Keep only the rows below that contain the word "every", and copy each of them out.
<<<<
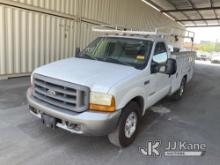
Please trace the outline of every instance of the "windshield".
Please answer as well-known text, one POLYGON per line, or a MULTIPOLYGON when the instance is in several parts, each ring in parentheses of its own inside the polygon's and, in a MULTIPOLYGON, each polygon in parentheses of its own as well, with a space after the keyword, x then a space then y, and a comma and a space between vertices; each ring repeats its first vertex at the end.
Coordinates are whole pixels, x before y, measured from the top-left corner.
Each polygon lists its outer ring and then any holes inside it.
POLYGON ((86 47, 80 57, 142 69, 147 64, 152 45, 148 40, 100 37, 86 47))

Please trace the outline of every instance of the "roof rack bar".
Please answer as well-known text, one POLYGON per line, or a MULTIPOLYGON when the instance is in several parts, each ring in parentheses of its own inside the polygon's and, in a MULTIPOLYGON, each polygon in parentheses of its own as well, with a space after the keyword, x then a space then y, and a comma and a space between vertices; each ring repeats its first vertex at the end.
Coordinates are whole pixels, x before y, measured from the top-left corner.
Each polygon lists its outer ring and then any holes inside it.
POLYGON ((118 28, 118 26, 94 26, 92 28, 94 32, 99 32, 99 33, 106 33, 106 34, 117 34, 117 35, 142 35, 142 36, 157 36, 157 37, 165 37, 165 36, 171 36, 175 38, 190 38, 192 41, 194 40, 194 32, 175 27, 175 28, 170 28, 170 27, 158 27, 155 28, 154 31, 135 31, 135 30, 127 30, 124 28, 121 30, 121 28, 118 28), (176 29, 176 30, 175 30, 176 29), (168 30, 168 32, 162 32, 163 30, 168 30), (175 31, 181 31, 180 34, 176 33, 175 31), (182 35, 185 33, 185 35, 182 35))

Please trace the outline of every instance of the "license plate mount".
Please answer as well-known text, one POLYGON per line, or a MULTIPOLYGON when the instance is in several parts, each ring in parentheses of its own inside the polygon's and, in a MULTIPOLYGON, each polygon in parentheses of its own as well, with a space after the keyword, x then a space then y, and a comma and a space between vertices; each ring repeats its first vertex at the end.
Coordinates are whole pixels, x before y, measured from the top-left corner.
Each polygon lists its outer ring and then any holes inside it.
POLYGON ((46 115, 46 114, 42 114, 41 118, 42 118, 42 123, 46 127, 52 128, 52 129, 56 128, 56 123, 57 123, 56 118, 49 116, 49 115, 46 115))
>>>>
◆ WRITTEN RESPONSE
Please trace the outline of every instance of the "windshield".
Please trace the outline of every instance of the "roof rack bar".
Please trace the outline of every instance of the "license plate mount".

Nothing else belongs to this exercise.